Attività 1: Secondo il brano fornito, insieme a quale associazione è stato pensato il post sull'eutanasia?
Attività 2: Ricopia dal brano fornito il testo che comincia con "In Taffo ironia" e prosegue fino a "su un social?".
##### Brano fornito
Nel tuo libro parli di Last Hello, un ultimo saluto da dare a chi non c’è più, ma in forma meno drammatica, più gioviale, quasi ironica. E quindi possibile trattare un argomento come la morte in chiave più “leggera”?
Di base il discorso positivo e propositivo è quello che facciamo. La Taffo non è la solita agenzia di pompe funebri che ti lascia il telefono e poi tu la chiami per il servizio classico e stop. Noi cerchiamo di parlare con le persone e di interessare le persone a discorsi un po’ più ampi, a temi sociali che possono coinvolgerli o meno da vicino. Non ci interessa parlare di Taffo come il solito “cassamortaro”, così si dice a Roma, che prende i soldi per un servizio determinato e poi finisce lì. Gli impresari di pompe funebri, al di là del loro lavoro, sono cittadini e persone come tutti gli altri, hanno anche loro a cuore temi importanti e di grane valenza sociale. Impostare con i futuri clienti uno scambio di vedute, di propositi, di fini comuni può portare, poi, a trattare anche la morte in modo non così meccanico o solo economico, ma a qualcosa di partecipativo che nasce e scaturisce da una community di discussione e confronto.

In Taffo ironia della morte si affrontano, però, anche temi delicatissimi e controversi con l’eutanasia. In che modo ti sei approcciato a un argomento come questo e come hai deciso di parlarne anche ai più giovani su un social?
Il post non è ancora uscito sui social e quindi non è stato ancora letto da tutti i giovani che mi seguono. È un post inedito che per ora è solo nel libro. Ma lo farò uscire a breve, ed è un post pensato insieme all’associazione Luca Coscioni che si batte da tempo su questo tema. Per parlare ai giovani di argomenti come questo c’è bisogno di interessare gli stessi a quello di cui vuoi che poi si discuta, devi parlare la loro lingua, in poche parole. Quindi se riesci a fare un post che per loro è simile a tanti altri con cui si confrontano ogni giorno e che riconoscono a livello di comunicazione, allora li fai entrare anche in un argomento complicato e importante come l’eutanasia e a fare in modo che quel post venga letto, commentato e condiviso anche dai più giovani.

Bene Riccardo, ora che sei stato pubblicato da un editore “figo” come dici tu e hai venduto migliaia di copie, pensi di fare anche lo scrittore, “da grande”?
No, non farò mai più un libro. Proprio perché è un mondo lontanissimo da me e che non comprendo. Perché è proprio un universo che ancora, dopo decenni, non capisce affatto come si vende un libro. Gli editori, anche i più grossi, non hanno nessuna idea di marketing, di comunicazione spicciola, che usano tutte le aziende normali. Ora, se partiamo per assurdo che la produzione in sé di un libro non è così lontana da quella di una lacca per capelli perché non mettere in campo una strategia di vendita anche per il prodotto libro? È questo che proprio non riesco a comprendere. Ed è una cosa che dovrebbe riguardare tanto l’autore emergente che quello famoso. Uno scrittore che non ha una community, che non ha un progetto per rendere appetibile quello che sta andando a pubblicare come pensa di poter arrivare a tutti? Poi, paradossalmente io ho incontrato anche scrittori che ha hanno scritto per loro stessi. Ma se il libro lo vuoi vendere, se vuoi che arrivi al più ampio pubblico possibile, una strategia di comunicazione la devi avere. E vale per gli autori, ma ancora di più per le case editrici. Per cui, a meno che io e l’editoria italiana non cominceremo a parlare la stessa lingua, Taffo ironia della morte resterà il mio unico libro.
##########
##### Dati forniti
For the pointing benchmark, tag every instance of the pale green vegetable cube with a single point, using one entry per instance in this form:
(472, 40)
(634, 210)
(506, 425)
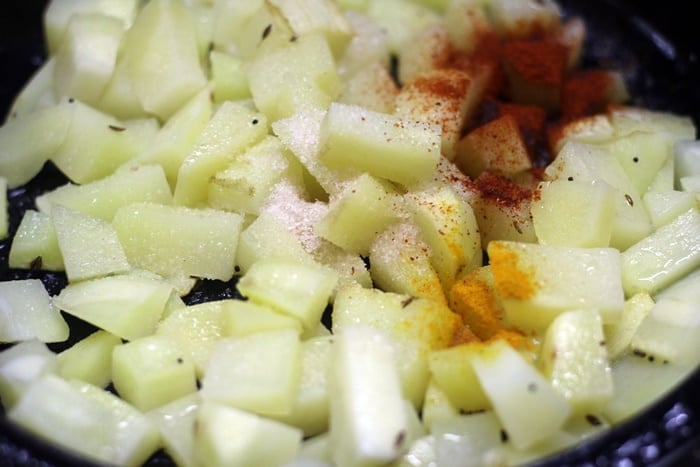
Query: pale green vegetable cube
(152, 371)
(87, 420)
(400, 263)
(573, 213)
(301, 134)
(59, 13)
(691, 183)
(36, 94)
(257, 29)
(128, 306)
(471, 438)
(663, 257)
(402, 19)
(687, 158)
(665, 206)
(240, 318)
(371, 87)
(296, 76)
(309, 16)
(310, 411)
(259, 372)
(538, 282)
(233, 129)
(298, 290)
(242, 187)
(162, 57)
(268, 237)
(448, 226)
(170, 146)
(574, 358)
(102, 198)
(228, 77)
(385, 146)
(195, 329)
(96, 143)
(176, 422)
(358, 214)
(89, 246)
(642, 155)
(35, 242)
(119, 97)
(89, 359)
(436, 405)
(452, 371)
(26, 312)
(22, 364)
(587, 162)
(619, 335)
(29, 140)
(179, 242)
(228, 436)
(528, 406)
(364, 380)
(87, 55)
(416, 325)
(368, 47)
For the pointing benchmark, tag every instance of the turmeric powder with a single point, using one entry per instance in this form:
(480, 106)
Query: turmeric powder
(474, 298)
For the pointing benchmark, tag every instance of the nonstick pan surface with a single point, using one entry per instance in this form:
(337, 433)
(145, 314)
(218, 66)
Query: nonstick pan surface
(655, 45)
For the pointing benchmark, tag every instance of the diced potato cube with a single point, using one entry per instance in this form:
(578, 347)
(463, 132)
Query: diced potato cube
(496, 146)
(445, 97)
(26, 312)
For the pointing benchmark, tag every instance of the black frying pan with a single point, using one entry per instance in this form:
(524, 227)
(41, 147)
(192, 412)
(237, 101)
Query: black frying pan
(655, 45)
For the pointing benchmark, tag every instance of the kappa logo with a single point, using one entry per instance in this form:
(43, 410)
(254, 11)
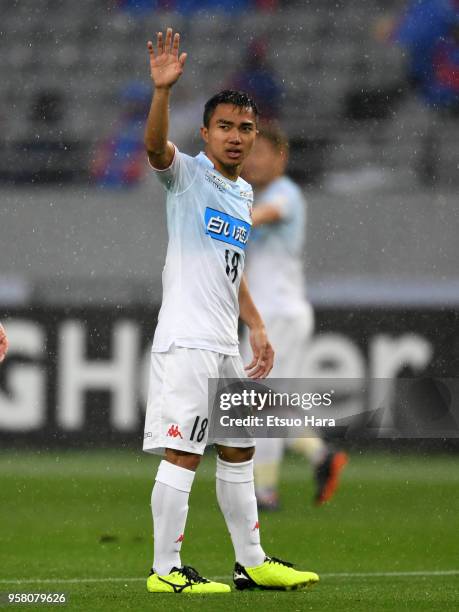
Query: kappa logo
(216, 181)
(174, 432)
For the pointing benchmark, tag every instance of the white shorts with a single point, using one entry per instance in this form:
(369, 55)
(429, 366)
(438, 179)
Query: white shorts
(178, 404)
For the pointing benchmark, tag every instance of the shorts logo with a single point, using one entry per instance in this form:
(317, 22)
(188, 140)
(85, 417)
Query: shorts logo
(174, 432)
(224, 227)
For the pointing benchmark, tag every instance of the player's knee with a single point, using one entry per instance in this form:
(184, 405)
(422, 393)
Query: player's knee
(189, 461)
(235, 455)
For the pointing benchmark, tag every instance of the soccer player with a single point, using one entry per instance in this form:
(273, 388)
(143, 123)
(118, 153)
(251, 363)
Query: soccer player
(275, 275)
(3, 343)
(208, 220)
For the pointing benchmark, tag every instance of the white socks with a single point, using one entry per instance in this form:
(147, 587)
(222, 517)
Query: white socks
(236, 498)
(169, 502)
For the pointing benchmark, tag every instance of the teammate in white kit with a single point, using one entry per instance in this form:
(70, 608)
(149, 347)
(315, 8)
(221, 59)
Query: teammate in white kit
(276, 278)
(208, 220)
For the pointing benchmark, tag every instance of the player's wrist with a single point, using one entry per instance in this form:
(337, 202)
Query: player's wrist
(162, 89)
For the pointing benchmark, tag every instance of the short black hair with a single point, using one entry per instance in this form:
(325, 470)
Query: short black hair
(228, 96)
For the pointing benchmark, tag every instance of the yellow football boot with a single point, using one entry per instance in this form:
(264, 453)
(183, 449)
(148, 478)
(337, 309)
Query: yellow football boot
(184, 580)
(272, 574)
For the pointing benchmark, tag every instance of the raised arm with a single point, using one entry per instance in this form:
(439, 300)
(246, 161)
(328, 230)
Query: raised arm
(3, 343)
(263, 354)
(166, 66)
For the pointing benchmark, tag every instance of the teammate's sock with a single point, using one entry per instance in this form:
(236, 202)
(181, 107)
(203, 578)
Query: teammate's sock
(169, 503)
(314, 449)
(236, 498)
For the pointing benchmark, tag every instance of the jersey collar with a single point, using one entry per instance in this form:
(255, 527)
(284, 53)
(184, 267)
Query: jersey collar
(205, 161)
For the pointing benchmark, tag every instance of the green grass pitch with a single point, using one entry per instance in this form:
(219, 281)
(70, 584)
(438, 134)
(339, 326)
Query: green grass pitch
(80, 523)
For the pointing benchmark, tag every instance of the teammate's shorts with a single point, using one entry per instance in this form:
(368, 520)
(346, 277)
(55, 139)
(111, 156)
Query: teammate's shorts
(177, 414)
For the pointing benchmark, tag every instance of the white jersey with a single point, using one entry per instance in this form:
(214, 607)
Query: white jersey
(275, 255)
(208, 222)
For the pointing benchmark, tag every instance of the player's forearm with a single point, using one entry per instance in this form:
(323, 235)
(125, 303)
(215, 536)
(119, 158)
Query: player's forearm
(157, 128)
(247, 310)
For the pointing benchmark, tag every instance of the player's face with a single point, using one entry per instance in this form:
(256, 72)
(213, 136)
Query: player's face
(264, 164)
(229, 138)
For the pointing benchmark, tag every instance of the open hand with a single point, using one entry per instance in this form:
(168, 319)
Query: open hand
(263, 354)
(165, 63)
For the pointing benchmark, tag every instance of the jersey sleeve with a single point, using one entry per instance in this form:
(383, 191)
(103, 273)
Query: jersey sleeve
(179, 175)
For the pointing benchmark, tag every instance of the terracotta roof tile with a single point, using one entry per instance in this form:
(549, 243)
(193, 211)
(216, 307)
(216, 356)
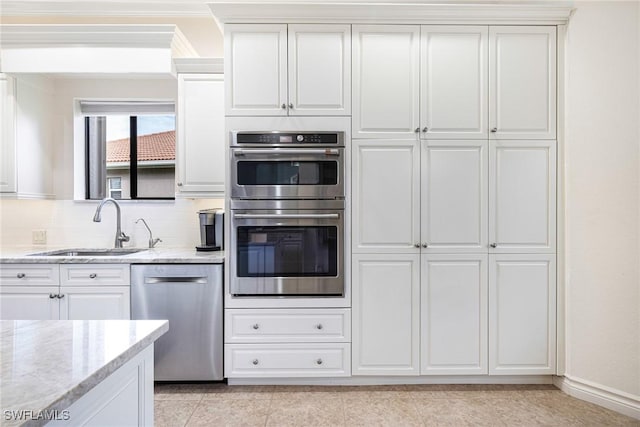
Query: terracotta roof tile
(155, 146)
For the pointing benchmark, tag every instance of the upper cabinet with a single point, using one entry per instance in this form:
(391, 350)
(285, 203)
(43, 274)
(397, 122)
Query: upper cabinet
(386, 83)
(201, 137)
(522, 82)
(295, 70)
(454, 82)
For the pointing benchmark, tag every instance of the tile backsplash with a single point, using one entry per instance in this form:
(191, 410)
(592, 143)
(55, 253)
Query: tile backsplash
(70, 223)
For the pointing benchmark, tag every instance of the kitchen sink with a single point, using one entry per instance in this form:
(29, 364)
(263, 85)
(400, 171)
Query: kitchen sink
(89, 252)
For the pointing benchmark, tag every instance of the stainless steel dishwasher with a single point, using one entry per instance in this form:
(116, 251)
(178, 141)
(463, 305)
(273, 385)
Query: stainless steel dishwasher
(190, 297)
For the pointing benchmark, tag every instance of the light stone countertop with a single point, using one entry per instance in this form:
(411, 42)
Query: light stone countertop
(9, 255)
(47, 365)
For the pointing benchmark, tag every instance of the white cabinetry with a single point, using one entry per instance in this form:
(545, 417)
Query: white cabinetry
(280, 70)
(453, 81)
(201, 157)
(454, 314)
(287, 343)
(67, 292)
(522, 188)
(386, 314)
(522, 82)
(522, 314)
(386, 82)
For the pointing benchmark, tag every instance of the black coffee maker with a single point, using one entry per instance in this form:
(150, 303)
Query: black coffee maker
(211, 230)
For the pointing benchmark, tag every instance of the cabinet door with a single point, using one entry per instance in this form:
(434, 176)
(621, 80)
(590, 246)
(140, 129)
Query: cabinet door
(522, 314)
(522, 196)
(453, 81)
(454, 196)
(319, 70)
(95, 302)
(454, 314)
(29, 303)
(522, 82)
(256, 68)
(201, 134)
(7, 135)
(386, 84)
(386, 196)
(386, 316)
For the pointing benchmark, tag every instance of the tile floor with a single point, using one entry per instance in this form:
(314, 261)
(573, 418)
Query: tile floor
(407, 405)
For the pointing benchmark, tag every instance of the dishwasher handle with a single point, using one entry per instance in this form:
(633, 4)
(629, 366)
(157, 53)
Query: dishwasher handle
(149, 280)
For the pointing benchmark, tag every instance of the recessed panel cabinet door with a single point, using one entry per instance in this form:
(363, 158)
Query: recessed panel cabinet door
(454, 196)
(386, 196)
(319, 69)
(256, 59)
(522, 82)
(522, 314)
(522, 196)
(386, 84)
(453, 317)
(453, 81)
(201, 135)
(385, 314)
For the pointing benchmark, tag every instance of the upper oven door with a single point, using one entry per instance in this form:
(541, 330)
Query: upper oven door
(287, 173)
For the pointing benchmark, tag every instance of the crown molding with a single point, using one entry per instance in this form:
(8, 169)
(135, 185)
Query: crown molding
(199, 65)
(392, 12)
(140, 8)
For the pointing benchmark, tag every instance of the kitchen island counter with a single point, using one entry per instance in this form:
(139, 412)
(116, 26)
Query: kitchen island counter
(48, 365)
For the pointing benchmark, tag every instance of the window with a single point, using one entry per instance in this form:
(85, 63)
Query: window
(130, 150)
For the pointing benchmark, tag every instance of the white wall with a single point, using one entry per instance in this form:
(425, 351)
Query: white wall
(603, 196)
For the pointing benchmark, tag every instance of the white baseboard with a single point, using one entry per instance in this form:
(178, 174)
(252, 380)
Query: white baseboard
(391, 380)
(603, 396)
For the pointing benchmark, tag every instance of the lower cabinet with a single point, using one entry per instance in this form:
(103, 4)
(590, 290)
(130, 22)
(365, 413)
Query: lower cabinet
(287, 343)
(66, 292)
(453, 314)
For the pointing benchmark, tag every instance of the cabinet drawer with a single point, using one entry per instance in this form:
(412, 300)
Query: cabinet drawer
(94, 274)
(295, 325)
(287, 360)
(29, 274)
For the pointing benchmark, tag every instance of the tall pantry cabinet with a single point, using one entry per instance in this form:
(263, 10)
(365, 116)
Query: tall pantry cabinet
(453, 199)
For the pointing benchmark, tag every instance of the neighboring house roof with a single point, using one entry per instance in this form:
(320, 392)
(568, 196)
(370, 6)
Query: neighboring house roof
(154, 146)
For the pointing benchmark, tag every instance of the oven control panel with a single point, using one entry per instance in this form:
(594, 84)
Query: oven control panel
(280, 138)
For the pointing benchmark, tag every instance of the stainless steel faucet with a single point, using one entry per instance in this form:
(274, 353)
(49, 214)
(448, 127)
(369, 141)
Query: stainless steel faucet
(120, 236)
(152, 241)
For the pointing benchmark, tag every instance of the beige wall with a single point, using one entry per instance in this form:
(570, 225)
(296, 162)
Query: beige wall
(203, 33)
(603, 195)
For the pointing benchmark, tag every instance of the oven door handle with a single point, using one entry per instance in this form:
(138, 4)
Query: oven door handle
(286, 216)
(276, 151)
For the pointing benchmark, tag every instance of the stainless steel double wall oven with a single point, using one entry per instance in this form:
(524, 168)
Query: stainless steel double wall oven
(287, 213)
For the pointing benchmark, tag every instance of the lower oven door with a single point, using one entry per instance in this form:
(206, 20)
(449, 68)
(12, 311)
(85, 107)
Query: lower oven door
(287, 253)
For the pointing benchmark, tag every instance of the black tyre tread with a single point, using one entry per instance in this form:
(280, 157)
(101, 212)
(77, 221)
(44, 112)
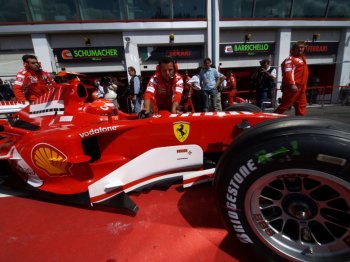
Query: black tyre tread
(276, 130)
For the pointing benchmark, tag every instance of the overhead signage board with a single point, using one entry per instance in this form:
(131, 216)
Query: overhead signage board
(321, 48)
(246, 49)
(92, 54)
(154, 53)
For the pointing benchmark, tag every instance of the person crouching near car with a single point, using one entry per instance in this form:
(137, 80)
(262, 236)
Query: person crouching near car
(164, 89)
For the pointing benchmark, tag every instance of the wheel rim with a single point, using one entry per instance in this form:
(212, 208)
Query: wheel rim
(301, 214)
##########
Spazio risposta 1: Insieme all'associazione Luca Coscioni.

Spazio risposta 2:
In Taffo ironia della morte si affrontano, però, anche temi delicatissimi e controversi con l’eutanasia. In che modo ti sei approcciato a un argomento come questo e come hai deciso di parlarne anche ai più giovani su un social?